# Southsea May Rally



## LadyJ (May 9, 2005)

Hi All

Could those of you that are on the rally list please book early as apposed to late for this rally and let me know when you have booked please.

Would like a few more of you to join us there if possible as well. Its a Monday to Friday rally which I do realise lets the poor workers out, but if you have some holiday days available I am sure you would like it at Southsea.

There so many things to do there and if the weather is nice we could have a beach party :lol: but not to the left of the beach as that is the nudist part :lol: and you won't catch me skinny dipping :lol: 


Jacquie


----------



## LadyJ (May 9, 2005)

Anymore coming to Southsea?????????????



Jacquie


----------



## Coulstock (Sep 2, 2008)

*Southsea Rally*

J

OK - will call the site this week - hopefully get the South African lady ( Erica ?) who says - " no there's no rush to book "

H


----------



## Coulstock (Sep 2, 2008)

*Booking*

Hi J

I've called Southsea and given them my booking details

H


----------



## LadyJ (May 9, 2005)

Thanks Harry your a good un :lol: 



Jacquie


----------



## colliezack (Feb 10, 2008)

Jacquie,
Have just telephoned Erica. Have paid and booked the four May sunshine days.

────────

Reproduce word for word the passage of the Southsea rally thread that opens with the words containing "# Southsea May" and closes with "it at Southsea.". None of the data has anything to do with the Southsea rally thread.

Stored entries
────────

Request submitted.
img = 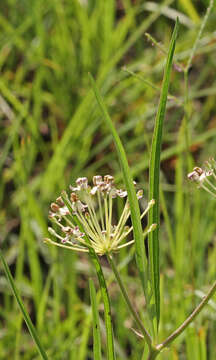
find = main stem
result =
[107,254,153,351]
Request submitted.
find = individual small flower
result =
[45,175,156,255]
[188,158,216,198]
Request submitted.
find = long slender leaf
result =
[89,279,102,360]
[89,75,147,310]
[0,250,48,360]
[148,18,178,327]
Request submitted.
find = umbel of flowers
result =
[45,175,156,255]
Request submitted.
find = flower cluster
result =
[188,158,216,198]
[45,175,156,255]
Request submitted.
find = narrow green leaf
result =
[62,191,115,360]
[0,250,48,360]
[89,74,147,304]
[89,279,102,360]
[148,18,178,327]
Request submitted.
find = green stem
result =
[107,254,152,351]
[156,281,216,351]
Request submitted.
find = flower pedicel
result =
[45,175,156,255]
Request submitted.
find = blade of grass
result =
[0,250,48,360]
[148,18,178,328]
[89,74,147,316]
[89,279,102,360]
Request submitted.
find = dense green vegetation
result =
[0,0,216,360]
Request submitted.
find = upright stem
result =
[156,281,216,351]
[107,254,153,350]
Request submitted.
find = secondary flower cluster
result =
[45,175,156,255]
[188,158,216,198]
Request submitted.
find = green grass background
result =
[0,0,216,360]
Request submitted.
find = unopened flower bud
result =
[50,203,59,212]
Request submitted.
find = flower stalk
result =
[45,175,155,256]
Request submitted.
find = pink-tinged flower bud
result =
[56,196,64,207]
[104,175,114,184]
[70,193,78,203]
[93,175,102,185]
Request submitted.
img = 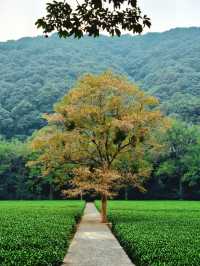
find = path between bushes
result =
[62,203,134,266]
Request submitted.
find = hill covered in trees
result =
[0,28,200,139]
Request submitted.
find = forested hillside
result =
[0,28,200,139]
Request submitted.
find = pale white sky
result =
[0,0,200,41]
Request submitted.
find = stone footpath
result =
[62,203,134,266]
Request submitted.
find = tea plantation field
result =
[98,201,200,266]
[0,201,84,266]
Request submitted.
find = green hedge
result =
[0,201,84,266]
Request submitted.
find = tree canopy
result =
[36,0,151,38]
[28,72,167,221]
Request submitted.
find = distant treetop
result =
[36,0,151,38]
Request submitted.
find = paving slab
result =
[62,203,134,266]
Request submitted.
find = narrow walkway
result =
[62,203,133,266]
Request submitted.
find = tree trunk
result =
[179,180,183,200]
[101,195,107,223]
[49,183,53,200]
[124,187,128,200]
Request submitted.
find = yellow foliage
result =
[30,72,168,200]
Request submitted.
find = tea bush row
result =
[0,201,84,266]
[104,201,200,266]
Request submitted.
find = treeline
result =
[0,28,200,140]
[0,120,200,199]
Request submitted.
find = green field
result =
[0,201,84,266]
[98,201,200,266]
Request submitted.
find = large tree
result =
[36,0,151,38]
[29,72,166,222]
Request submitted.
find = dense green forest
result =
[0,28,200,139]
[0,28,200,199]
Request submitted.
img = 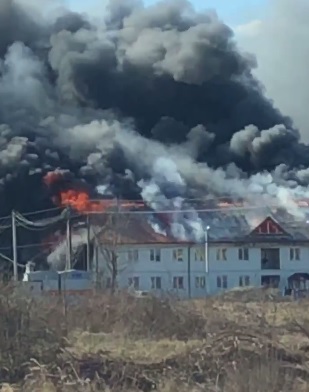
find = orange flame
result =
[44,171,63,186]
[59,189,115,212]
[44,170,145,213]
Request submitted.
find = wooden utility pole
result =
[12,211,18,282]
[66,213,72,270]
[86,214,91,272]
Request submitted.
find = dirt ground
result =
[0,287,309,392]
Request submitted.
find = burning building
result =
[0,0,309,276]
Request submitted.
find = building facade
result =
[94,217,309,298]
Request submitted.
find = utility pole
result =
[12,210,18,282]
[66,211,72,270]
[205,226,210,294]
[86,214,91,272]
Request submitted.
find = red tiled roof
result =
[95,214,183,245]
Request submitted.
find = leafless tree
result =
[94,211,129,293]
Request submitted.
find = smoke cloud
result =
[236,0,309,142]
[0,0,309,231]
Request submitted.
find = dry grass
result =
[0,287,309,392]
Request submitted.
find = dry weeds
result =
[0,286,309,392]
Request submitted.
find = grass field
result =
[0,287,309,392]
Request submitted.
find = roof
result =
[98,214,186,245]
[94,202,309,244]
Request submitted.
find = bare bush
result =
[0,286,309,392]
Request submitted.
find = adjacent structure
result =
[93,207,309,298]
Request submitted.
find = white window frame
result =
[216,248,227,261]
[195,276,206,289]
[173,248,184,262]
[128,276,140,290]
[150,248,161,263]
[290,247,301,261]
[150,276,162,290]
[238,248,250,261]
[173,276,185,290]
[217,275,228,289]
[128,249,138,261]
[238,275,251,287]
[194,247,205,262]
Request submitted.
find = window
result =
[239,276,250,287]
[290,248,300,260]
[129,276,139,290]
[128,249,138,261]
[173,276,184,289]
[106,277,112,289]
[238,248,249,260]
[217,275,227,289]
[195,276,206,289]
[150,276,162,290]
[217,248,226,260]
[173,249,183,261]
[150,249,161,261]
[194,248,205,261]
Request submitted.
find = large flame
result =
[59,189,115,212]
[44,171,144,213]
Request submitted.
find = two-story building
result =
[93,208,309,298]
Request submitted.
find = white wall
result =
[93,244,309,297]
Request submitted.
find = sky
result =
[63,0,309,143]
[66,0,269,26]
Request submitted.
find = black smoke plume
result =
[0,0,309,215]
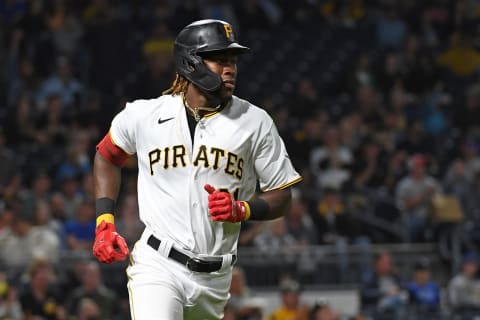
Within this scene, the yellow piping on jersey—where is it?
[125,241,138,320]
[108,128,135,156]
[262,177,303,192]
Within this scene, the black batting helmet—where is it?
[174,19,250,94]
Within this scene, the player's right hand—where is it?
[93,221,129,263]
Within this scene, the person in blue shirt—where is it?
[407,259,440,313]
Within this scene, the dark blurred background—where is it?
[0,0,480,320]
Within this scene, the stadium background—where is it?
[0,0,480,319]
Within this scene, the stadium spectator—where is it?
[310,127,353,188]
[64,202,95,252]
[267,278,308,320]
[0,204,60,277]
[361,251,408,319]
[310,302,341,320]
[407,259,440,318]
[228,266,263,320]
[65,261,117,320]
[395,154,439,242]
[253,218,301,254]
[0,272,23,320]
[285,189,318,246]
[20,260,66,320]
[78,298,103,320]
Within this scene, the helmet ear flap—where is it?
[175,50,222,92]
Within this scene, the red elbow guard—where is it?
[97,133,130,167]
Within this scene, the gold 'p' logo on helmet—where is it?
[223,24,233,39]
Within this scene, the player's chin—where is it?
[222,86,235,98]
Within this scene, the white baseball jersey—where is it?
[110,95,301,255]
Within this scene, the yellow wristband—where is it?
[97,213,115,226]
[242,201,250,221]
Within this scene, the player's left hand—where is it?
[93,221,129,263]
[204,184,248,222]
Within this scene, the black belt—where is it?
[147,234,237,273]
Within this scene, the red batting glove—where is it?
[204,184,250,222]
[93,221,129,263]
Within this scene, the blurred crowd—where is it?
[0,0,480,320]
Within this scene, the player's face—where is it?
[203,51,237,98]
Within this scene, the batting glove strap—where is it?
[208,191,250,223]
[93,221,129,263]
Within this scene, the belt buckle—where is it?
[186,257,209,271]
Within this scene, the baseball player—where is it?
[93,20,301,320]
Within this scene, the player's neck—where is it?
[184,86,207,115]
[183,85,217,121]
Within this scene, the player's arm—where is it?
[246,188,292,220]
[93,134,129,263]
[205,184,292,222]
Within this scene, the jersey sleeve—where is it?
[110,103,137,154]
[254,121,302,191]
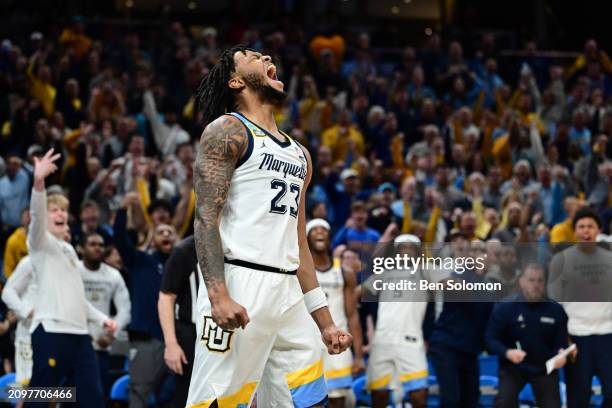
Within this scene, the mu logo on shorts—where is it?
[201,316,234,353]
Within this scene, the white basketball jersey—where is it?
[317,259,348,330]
[219,113,308,270]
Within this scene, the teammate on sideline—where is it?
[2,255,36,386]
[187,46,352,407]
[361,234,436,408]
[548,207,612,408]
[25,149,117,408]
[80,232,132,395]
[306,218,365,408]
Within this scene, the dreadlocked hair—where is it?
[195,44,256,127]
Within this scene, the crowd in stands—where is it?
[0,14,612,406]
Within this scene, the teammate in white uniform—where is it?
[306,218,365,408]
[2,256,36,385]
[362,234,442,408]
[187,46,352,407]
[79,233,132,393]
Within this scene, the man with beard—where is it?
[306,218,365,408]
[187,46,352,407]
[80,232,132,395]
[113,194,176,407]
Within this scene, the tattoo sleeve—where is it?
[193,116,248,296]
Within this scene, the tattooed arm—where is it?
[194,116,249,330]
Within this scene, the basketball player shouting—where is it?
[187,46,352,408]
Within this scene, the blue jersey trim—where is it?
[232,112,291,148]
[228,113,254,168]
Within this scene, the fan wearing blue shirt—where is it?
[332,201,380,251]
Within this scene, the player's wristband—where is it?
[304,286,327,313]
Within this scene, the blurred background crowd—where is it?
[0,0,612,404]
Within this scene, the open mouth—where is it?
[266,65,278,81]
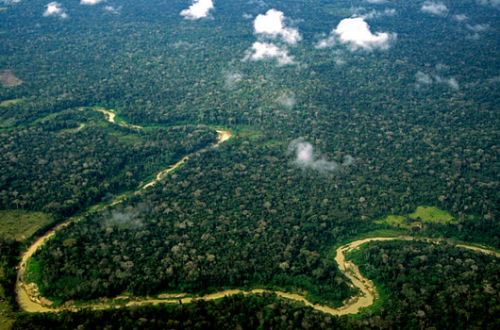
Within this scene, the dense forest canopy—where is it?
[0,0,500,328]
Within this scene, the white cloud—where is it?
[322,17,396,51]
[453,14,469,22]
[488,76,500,84]
[243,42,296,66]
[80,0,105,6]
[181,0,214,20]
[477,0,500,7]
[287,138,354,174]
[43,1,68,18]
[223,70,243,89]
[421,1,448,16]
[415,69,460,91]
[466,24,490,32]
[359,8,396,19]
[276,93,296,110]
[253,9,302,45]
[104,6,122,15]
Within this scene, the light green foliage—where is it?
[409,206,456,224]
[0,99,23,107]
[0,210,53,239]
[374,206,457,229]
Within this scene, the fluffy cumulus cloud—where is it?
[80,0,104,6]
[243,9,302,66]
[253,9,302,45]
[243,41,295,66]
[420,1,448,16]
[317,17,396,51]
[43,1,68,18]
[287,138,354,174]
[359,8,396,19]
[181,0,214,20]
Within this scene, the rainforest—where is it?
[0,0,500,330]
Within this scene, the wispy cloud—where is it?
[359,8,396,19]
[287,138,354,174]
[223,70,243,89]
[104,6,122,15]
[477,0,500,8]
[43,1,68,18]
[415,67,460,91]
[181,0,214,20]
[276,92,296,110]
[253,9,302,45]
[453,14,469,22]
[316,17,396,51]
[80,0,105,6]
[420,1,448,16]
[243,41,296,66]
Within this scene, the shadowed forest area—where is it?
[0,0,500,330]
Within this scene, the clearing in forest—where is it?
[0,210,53,240]
[409,206,456,224]
[375,206,457,229]
[0,99,23,107]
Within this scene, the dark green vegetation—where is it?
[0,0,500,328]
[0,109,216,216]
[0,210,53,240]
[0,237,20,330]
[10,241,500,329]
[352,241,500,329]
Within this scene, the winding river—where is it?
[16,109,500,315]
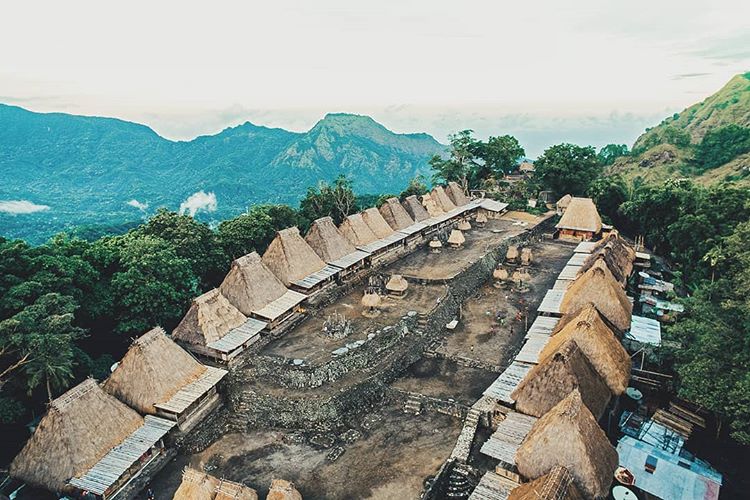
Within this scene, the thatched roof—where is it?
[172,288,247,345]
[305,217,357,262]
[10,379,143,492]
[445,181,469,207]
[219,252,287,316]
[431,186,456,212]
[103,327,206,414]
[511,339,612,418]
[362,207,393,239]
[560,260,633,333]
[261,227,326,286]
[266,479,302,500]
[339,214,378,247]
[508,465,585,500]
[380,198,414,231]
[539,304,631,395]
[555,197,602,233]
[516,390,618,498]
[402,195,430,222]
[422,193,445,217]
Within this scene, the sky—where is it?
[0,0,750,157]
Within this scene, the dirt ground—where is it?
[152,407,461,500]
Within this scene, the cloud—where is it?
[126,198,148,212]
[180,191,217,217]
[0,200,50,215]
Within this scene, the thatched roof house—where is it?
[555,197,602,239]
[10,379,143,492]
[401,195,430,222]
[508,465,585,500]
[515,390,618,498]
[339,214,378,247]
[362,207,393,239]
[261,227,326,286]
[430,186,456,212]
[539,304,631,395]
[560,260,633,334]
[380,197,414,231]
[305,217,357,264]
[103,328,227,422]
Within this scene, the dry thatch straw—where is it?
[445,181,469,207]
[362,207,393,239]
[560,260,633,334]
[305,217,357,262]
[511,340,612,418]
[402,195,430,222]
[266,479,302,500]
[380,197,414,231]
[422,193,445,217]
[103,327,206,414]
[539,304,630,395]
[555,197,602,233]
[339,214,378,247]
[431,186,456,212]
[219,252,287,316]
[172,288,247,345]
[10,379,143,492]
[261,227,326,286]
[516,390,618,498]
[508,465,584,500]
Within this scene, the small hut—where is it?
[448,229,466,248]
[401,195,430,222]
[555,197,602,241]
[539,304,631,396]
[385,274,409,298]
[362,292,381,318]
[103,328,227,430]
[516,389,618,498]
[362,207,393,239]
[508,465,585,500]
[10,379,174,499]
[560,260,633,335]
[379,197,414,231]
[511,339,611,419]
[339,214,378,247]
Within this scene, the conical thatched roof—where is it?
[516,390,618,498]
[385,274,409,292]
[219,252,287,316]
[555,197,602,233]
[380,198,414,231]
[560,260,633,333]
[402,195,430,222]
[172,288,247,345]
[339,214,378,247]
[10,379,143,492]
[422,193,445,217]
[511,340,611,418]
[362,207,393,239]
[539,304,631,395]
[508,466,585,500]
[305,217,357,262]
[103,328,206,414]
[261,227,326,286]
[430,186,456,212]
[445,181,469,207]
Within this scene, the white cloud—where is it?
[0,200,49,215]
[180,191,217,217]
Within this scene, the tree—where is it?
[534,144,601,196]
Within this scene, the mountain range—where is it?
[0,105,445,242]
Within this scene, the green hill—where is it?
[611,73,750,185]
[0,105,444,242]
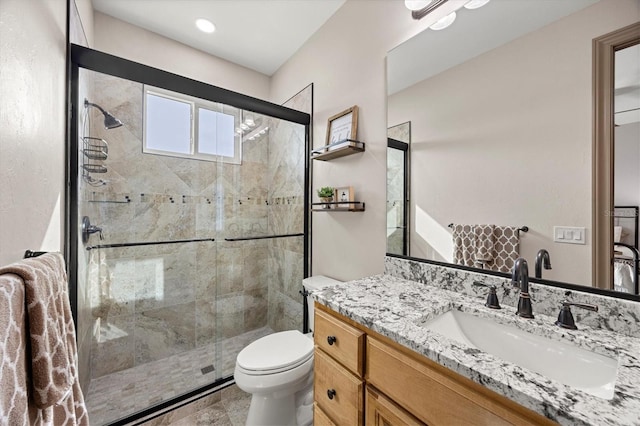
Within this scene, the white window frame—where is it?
[142,85,242,164]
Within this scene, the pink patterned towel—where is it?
[0,253,88,424]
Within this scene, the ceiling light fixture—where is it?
[196,18,216,34]
[429,12,456,31]
[404,0,431,10]
[404,0,447,20]
[464,0,490,9]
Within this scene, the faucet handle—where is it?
[555,300,598,330]
[473,281,502,309]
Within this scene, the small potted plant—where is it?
[318,186,335,209]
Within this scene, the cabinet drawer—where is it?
[367,336,555,426]
[313,309,365,377]
[313,348,364,426]
[313,403,336,426]
[365,386,425,426]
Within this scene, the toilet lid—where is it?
[236,330,313,373]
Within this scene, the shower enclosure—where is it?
[68,46,310,425]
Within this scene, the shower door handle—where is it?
[82,216,104,244]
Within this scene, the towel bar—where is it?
[447,223,529,232]
[23,250,47,259]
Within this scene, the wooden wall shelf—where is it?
[311,139,364,161]
[311,201,364,213]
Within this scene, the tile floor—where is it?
[85,327,273,426]
[141,385,251,426]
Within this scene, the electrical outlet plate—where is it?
[553,226,587,244]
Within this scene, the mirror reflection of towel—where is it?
[613,261,634,294]
[472,225,495,269]
[613,226,623,243]
[452,224,520,272]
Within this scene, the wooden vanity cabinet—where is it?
[313,305,365,426]
[314,303,557,426]
[365,385,424,426]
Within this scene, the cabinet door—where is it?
[313,404,336,426]
[366,336,556,426]
[365,386,424,426]
[313,309,365,377]
[313,348,364,426]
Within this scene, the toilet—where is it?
[234,275,341,426]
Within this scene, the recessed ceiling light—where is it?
[404,0,431,10]
[429,12,456,31]
[464,0,489,9]
[196,18,216,33]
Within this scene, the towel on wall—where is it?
[613,259,635,294]
[472,225,495,269]
[0,274,38,425]
[452,224,520,272]
[0,253,89,425]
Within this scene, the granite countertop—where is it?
[313,275,640,426]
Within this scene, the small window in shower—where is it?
[143,86,241,164]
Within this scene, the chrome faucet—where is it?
[536,249,551,278]
[511,257,533,318]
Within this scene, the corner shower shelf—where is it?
[311,139,364,161]
[311,201,364,213]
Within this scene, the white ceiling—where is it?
[92,0,345,76]
[614,44,640,125]
[387,0,598,95]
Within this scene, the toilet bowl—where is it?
[234,276,340,426]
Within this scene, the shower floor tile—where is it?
[85,327,273,425]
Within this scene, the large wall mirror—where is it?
[387,0,640,300]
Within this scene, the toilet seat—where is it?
[236,330,313,375]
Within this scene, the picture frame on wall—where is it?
[326,105,358,151]
[335,186,355,209]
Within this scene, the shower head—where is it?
[84,99,122,129]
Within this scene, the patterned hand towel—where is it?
[452,225,476,266]
[0,274,37,425]
[491,226,520,272]
[472,225,495,269]
[0,253,88,424]
[452,225,520,272]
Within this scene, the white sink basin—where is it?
[420,310,618,399]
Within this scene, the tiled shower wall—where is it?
[79,72,304,378]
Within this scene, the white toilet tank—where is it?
[302,275,343,332]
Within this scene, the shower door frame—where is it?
[65,43,311,424]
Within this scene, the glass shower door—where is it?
[71,58,308,425]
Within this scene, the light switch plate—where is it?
[553,226,587,244]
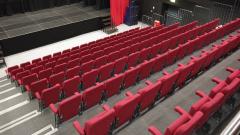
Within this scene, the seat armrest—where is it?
[145,80,153,85]
[102,104,111,111]
[196,90,208,97]
[178,63,184,67]
[212,77,222,84]
[73,121,85,135]
[25,85,31,92]
[174,106,190,117]
[163,70,169,75]
[125,91,133,97]
[148,126,162,135]
[35,92,42,100]
[49,104,58,114]
[226,67,236,73]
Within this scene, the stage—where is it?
[0,2,110,56]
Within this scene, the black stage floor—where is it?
[0,2,110,55]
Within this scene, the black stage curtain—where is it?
[96,0,110,9]
[0,0,81,16]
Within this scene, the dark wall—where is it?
[0,17,101,56]
[140,0,234,16]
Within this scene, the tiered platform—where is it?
[0,19,240,135]
[0,2,109,56]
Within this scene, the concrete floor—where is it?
[0,25,240,135]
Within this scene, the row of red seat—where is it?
[12,21,200,95]
[34,19,220,110]
[48,18,231,126]
[72,24,240,135]
[148,59,240,135]
[7,18,217,80]
[4,27,162,76]
[45,20,219,124]
[6,24,174,84]
[6,27,141,76]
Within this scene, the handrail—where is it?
[221,111,240,135]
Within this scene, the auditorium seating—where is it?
[26,78,48,99]
[148,60,240,135]
[35,84,61,110]
[74,18,239,134]
[49,93,82,126]
[4,20,239,134]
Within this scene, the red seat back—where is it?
[49,72,65,86]
[82,69,99,89]
[66,66,81,79]
[123,67,140,88]
[29,78,48,97]
[63,76,80,97]
[84,105,115,135]
[53,63,67,74]
[58,93,82,121]
[81,60,94,74]
[41,84,61,107]
[38,68,52,79]
[158,71,179,97]
[105,74,124,98]
[114,93,140,127]
[114,57,128,74]
[83,83,105,109]
[99,62,114,82]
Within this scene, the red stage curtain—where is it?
[110,0,129,26]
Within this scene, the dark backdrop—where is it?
[0,17,101,56]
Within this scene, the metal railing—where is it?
[221,111,240,135]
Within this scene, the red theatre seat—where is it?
[62,76,81,97]
[26,78,48,99]
[83,83,105,109]
[114,92,140,127]
[49,93,82,126]
[35,84,61,110]
[105,74,124,98]
[73,105,115,135]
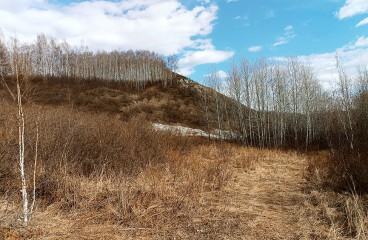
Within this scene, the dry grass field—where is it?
[0,78,368,239]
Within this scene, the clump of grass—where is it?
[0,100,231,239]
[308,152,368,239]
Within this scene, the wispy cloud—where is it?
[266,10,276,18]
[272,25,295,47]
[356,17,368,27]
[0,0,234,77]
[336,0,368,19]
[248,46,263,52]
[179,40,234,76]
[280,36,368,89]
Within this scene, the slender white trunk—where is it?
[15,60,28,223]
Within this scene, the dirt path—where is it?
[213,152,325,239]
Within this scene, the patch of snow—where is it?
[152,123,236,139]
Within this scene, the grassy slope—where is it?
[0,77,368,239]
[22,76,239,130]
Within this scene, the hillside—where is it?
[5,75,239,131]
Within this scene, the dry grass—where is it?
[0,101,246,239]
[0,95,368,239]
[308,152,368,239]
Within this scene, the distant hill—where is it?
[3,75,244,134]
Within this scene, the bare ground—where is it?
[0,148,330,239]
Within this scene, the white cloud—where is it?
[272,25,295,47]
[248,46,263,52]
[0,0,233,76]
[179,48,234,75]
[354,36,368,48]
[356,17,368,27]
[271,37,368,90]
[202,70,229,79]
[336,0,368,19]
[266,10,276,18]
[303,37,368,88]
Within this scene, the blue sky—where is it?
[0,0,368,85]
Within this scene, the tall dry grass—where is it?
[0,101,236,239]
[308,151,368,239]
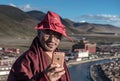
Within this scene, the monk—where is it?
[7,11,72,81]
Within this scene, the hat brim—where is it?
[35,26,73,42]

────────

### Exercise result
# Southsea May Rally



## LadyJ (May 9, 2005)

Hi All

Could those of you that are on the rally list please book early as apposed to late for this rally and let me know when you have booked please.

Would like a few more of you to join us there if possible as well. Its a Monday to Friday rally which I do realise lets the poor workers out, but if you have some holiday days available I am sure you would like it at Southsea.